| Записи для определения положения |
● ● ● ● ●

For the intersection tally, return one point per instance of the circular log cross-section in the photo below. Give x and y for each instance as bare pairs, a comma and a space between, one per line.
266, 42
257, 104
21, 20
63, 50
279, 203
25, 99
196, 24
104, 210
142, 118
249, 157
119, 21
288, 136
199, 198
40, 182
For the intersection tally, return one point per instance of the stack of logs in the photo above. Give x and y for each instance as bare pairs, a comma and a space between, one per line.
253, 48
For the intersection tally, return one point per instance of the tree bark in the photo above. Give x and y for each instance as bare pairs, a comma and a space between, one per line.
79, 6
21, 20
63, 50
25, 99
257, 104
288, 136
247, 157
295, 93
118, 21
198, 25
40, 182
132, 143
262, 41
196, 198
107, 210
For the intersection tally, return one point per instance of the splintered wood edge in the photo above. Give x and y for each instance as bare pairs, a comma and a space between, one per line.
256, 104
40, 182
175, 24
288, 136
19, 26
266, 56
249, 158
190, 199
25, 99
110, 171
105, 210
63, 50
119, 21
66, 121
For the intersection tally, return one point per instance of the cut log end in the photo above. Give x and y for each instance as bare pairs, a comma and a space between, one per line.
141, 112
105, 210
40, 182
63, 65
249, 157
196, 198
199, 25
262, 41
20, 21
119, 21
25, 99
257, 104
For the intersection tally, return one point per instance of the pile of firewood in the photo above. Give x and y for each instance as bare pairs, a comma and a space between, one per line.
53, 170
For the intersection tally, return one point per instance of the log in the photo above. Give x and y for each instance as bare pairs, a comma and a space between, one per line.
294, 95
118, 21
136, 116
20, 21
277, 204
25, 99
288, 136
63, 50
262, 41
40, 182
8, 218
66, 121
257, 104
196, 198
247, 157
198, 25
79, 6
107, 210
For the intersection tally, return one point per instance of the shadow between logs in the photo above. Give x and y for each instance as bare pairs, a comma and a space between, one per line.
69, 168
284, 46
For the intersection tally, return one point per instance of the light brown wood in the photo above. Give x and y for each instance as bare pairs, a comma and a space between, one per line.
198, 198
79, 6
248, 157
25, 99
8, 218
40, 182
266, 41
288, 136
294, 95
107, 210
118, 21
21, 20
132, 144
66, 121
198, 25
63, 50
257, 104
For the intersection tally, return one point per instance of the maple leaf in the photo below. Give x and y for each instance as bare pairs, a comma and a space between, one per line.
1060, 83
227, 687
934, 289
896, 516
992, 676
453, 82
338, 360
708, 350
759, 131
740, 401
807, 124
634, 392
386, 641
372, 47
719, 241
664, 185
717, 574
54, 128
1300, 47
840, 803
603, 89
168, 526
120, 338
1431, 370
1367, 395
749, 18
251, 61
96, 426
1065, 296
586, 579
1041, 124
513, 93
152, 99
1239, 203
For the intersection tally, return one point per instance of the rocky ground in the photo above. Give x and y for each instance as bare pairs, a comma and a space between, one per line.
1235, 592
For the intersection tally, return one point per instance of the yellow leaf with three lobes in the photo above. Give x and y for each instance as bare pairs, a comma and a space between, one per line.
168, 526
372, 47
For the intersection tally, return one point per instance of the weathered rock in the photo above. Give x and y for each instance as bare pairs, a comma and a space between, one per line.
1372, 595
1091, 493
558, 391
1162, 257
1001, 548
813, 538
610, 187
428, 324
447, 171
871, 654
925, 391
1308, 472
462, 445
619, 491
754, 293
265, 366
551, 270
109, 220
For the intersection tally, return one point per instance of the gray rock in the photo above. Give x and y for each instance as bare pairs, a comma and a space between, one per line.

● ● ● ● ●

| ЗАДАНИЕ |
Замените во всех записях «intersection tally» на «crossing count» и приведите их целиком, больше ничего не меняя.

| ОТВЕТ К ЗАДАЧЕ |
For the crossing count, return one point per instance of the circular log cross-section in the photo below. Give x and y for each instance as bare pairs, a comma and a space between, one per line.
266, 42
257, 104
21, 20
63, 50
279, 203
25, 99
196, 24
104, 210
142, 118
249, 157
119, 21
288, 136
199, 198
40, 182
For the crossing count, return one point per instance of the stack of logs in the photo above. Give x and y for each instance as bare pairs, a comma and a space between, one per line.
253, 48
For the crossing count, return one point per instance of the tree bark in the photo above. Give x and y for each instance as bare pairs, a comma and a space between, one per line.
79, 6
21, 20
63, 50
25, 99
257, 104
288, 136
247, 157
295, 93
118, 21
198, 25
40, 182
132, 143
262, 41
196, 198
107, 210
For the crossing count, return one point per instance of the splintered wood edge in the photo above. Give x and y for each instance as bare pairs, a comma and a space between, one per line.
256, 104
40, 182
175, 24
288, 136
19, 26
266, 56
249, 158
190, 199
25, 99
110, 171
105, 210
63, 50
119, 21
66, 121
For the crossing count, return one point per instance of the cut log end in the photo above. Give x and y for each instance as bare pairs, a comma and a space between, one per line.
141, 112
105, 210
40, 182
63, 65
249, 157
196, 198
199, 25
262, 41
20, 21
119, 21
25, 99
257, 104
For the crossing count, return one point per instance of the pile of firewood in the photo above. Give x and y for each instance as bare pairs, a comma and a space between, one per line.
53, 170
For the crossing count, return one point per instance of the log in the photo above. Give x and y for each instance as bare pairs, a comma and a space between, one per line.
294, 95
118, 21
136, 116
20, 21
277, 204
25, 99
288, 136
63, 50
262, 41
40, 182
8, 218
66, 121
257, 104
196, 198
247, 157
198, 25
79, 6
107, 210
For the crossing count, return one point per instance of the shadow between logs in the photo above. Give x and y for each instance as bare pairs, a comma and a space between, one per line.
69, 168
284, 46
For the crossing count, return one point per instance of the light brown wood in the photo above. Give x and y for each instance as bare pairs, a comma and a space between, one per line.
198, 198
79, 6
248, 157
25, 99
8, 218
40, 182
266, 41
288, 136
294, 95
107, 210
118, 21
21, 20
132, 144
66, 121
198, 25
63, 50
257, 104
For the crossing count, return one point per instance of the maple leaf in the photo below. Give x and y for each instance as bare pairs, a comma and a space between, one per line.
1060, 83
227, 687
934, 289
896, 516
992, 676
453, 82
338, 360
708, 350
759, 131
740, 401
807, 124
634, 392
386, 641
372, 47
719, 241
664, 185
717, 574
54, 128
1300, 47
840, 803
603, 89
168, 526
120, 338
1431, 370
1367, 395
749, 18
251, 61
96, 426
1065, 296
586, 579
1041, 124
513, 93
152, 99
1239, 203
For the crossing count, return one point per instance of the rocky ground in the photo above. Give x and y for each instance as bare pairs, a comma and a space between, one per line.
1235, 592
For the crossing count, return one point per instance of the yellow leaf with three lobes in the photo above. Give x and y for each instance as bare pairs, a comma and a space between, one per line.
168, 526
372, 47
For the crossing count, return one point per instance of the weathered rock in the photo above. Give x and y for each instance as bare pairs, a comma and a space between, one per line.
1372, 595
1091, 493
558, 391
1162, 257
1001, 548
813, 538
610, 187
428, 324
447, 171
871, 654
925, 391
1308, 472
462, 445
619, 491
754, 293
265, 366
551, 270
109, 220
For the crossing count, return one point per instance of the gray rock in the photo above. Give x and y for each instance as bare pairs, a comma and a space between, one per line.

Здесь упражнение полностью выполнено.